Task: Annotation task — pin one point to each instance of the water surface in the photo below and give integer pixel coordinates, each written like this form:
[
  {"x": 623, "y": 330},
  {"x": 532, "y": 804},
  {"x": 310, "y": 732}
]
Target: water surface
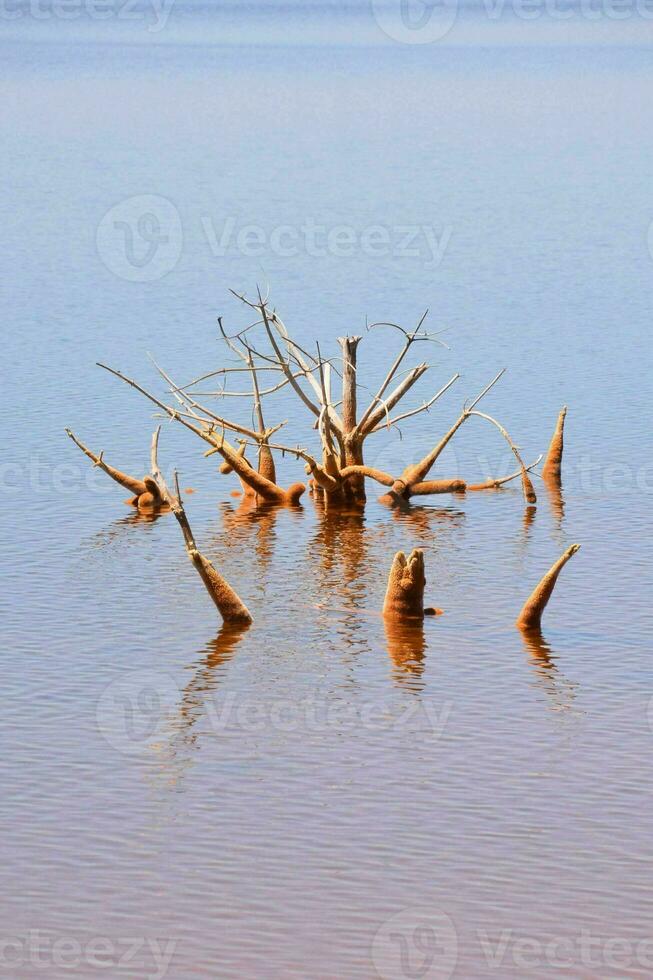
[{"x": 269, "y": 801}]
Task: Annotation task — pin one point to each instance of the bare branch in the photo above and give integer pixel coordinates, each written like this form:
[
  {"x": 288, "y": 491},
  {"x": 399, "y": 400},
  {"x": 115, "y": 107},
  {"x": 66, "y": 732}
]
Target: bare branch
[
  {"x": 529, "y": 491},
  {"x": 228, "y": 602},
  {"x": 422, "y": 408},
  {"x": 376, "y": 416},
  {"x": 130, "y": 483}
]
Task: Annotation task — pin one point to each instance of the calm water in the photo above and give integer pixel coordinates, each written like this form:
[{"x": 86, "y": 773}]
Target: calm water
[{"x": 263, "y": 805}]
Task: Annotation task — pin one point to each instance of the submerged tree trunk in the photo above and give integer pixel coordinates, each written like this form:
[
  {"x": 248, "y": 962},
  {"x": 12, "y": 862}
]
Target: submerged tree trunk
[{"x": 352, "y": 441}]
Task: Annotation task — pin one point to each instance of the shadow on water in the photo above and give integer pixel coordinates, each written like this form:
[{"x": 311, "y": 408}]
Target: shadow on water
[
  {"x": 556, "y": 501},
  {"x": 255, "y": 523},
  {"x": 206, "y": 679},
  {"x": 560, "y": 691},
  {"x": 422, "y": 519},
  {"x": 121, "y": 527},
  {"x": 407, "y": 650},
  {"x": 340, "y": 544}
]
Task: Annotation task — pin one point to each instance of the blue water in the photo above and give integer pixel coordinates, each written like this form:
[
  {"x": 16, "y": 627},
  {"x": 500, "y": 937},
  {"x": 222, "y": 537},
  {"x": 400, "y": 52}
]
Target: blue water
━━━━━━━━━━━━━━━━━━━━
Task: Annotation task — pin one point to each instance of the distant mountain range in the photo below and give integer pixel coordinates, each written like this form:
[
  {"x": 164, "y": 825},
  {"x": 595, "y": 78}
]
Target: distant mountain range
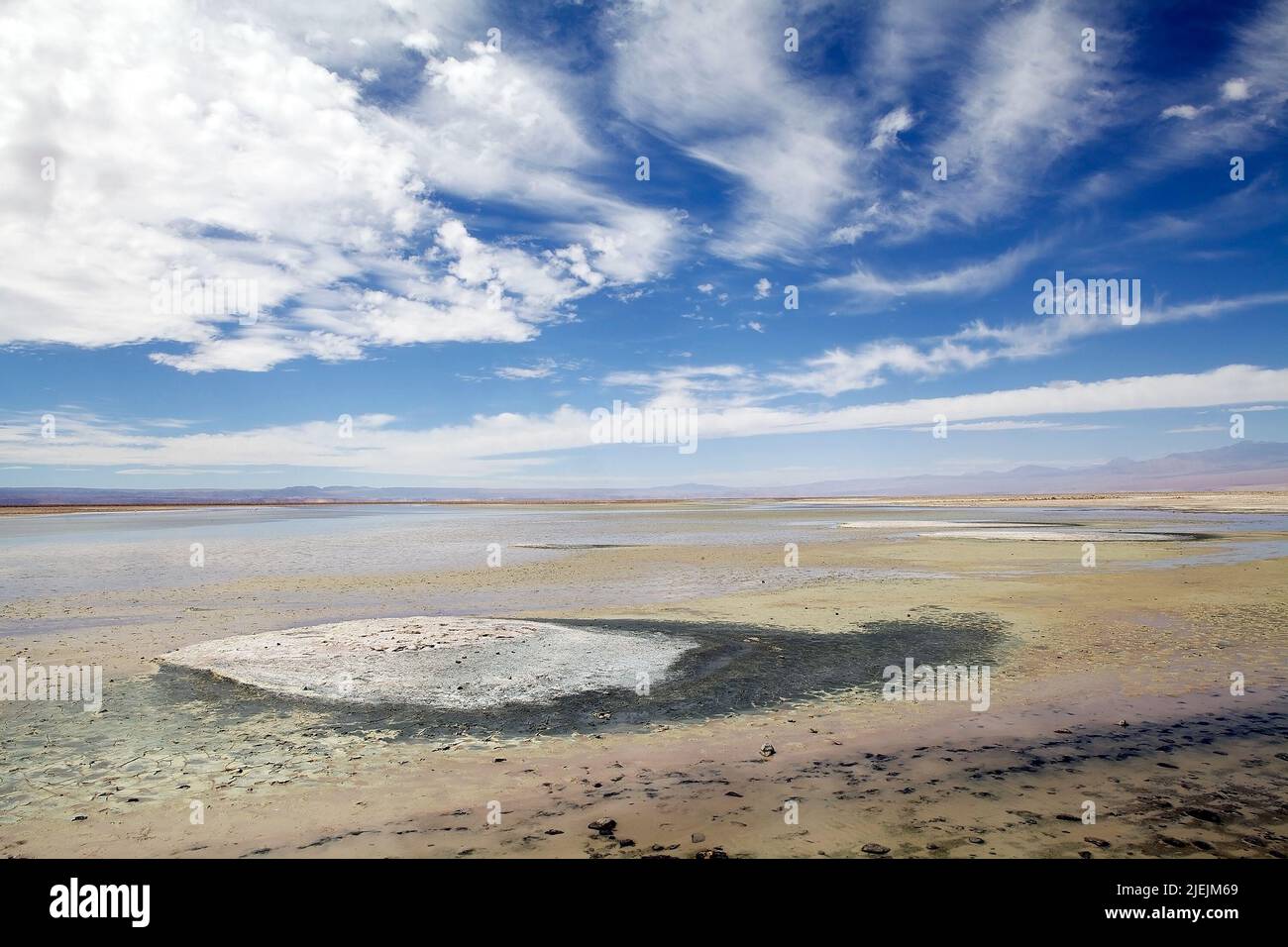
━━━━━━━━━━━━━━━━━━━━
Take every line above carrying "blue" and return it.

● RESULT BELOW
Task: Annotation task — pin one point to each instance of the blue water in the photo above and give integer pixel coordinates, each written like this form:
Target: blue water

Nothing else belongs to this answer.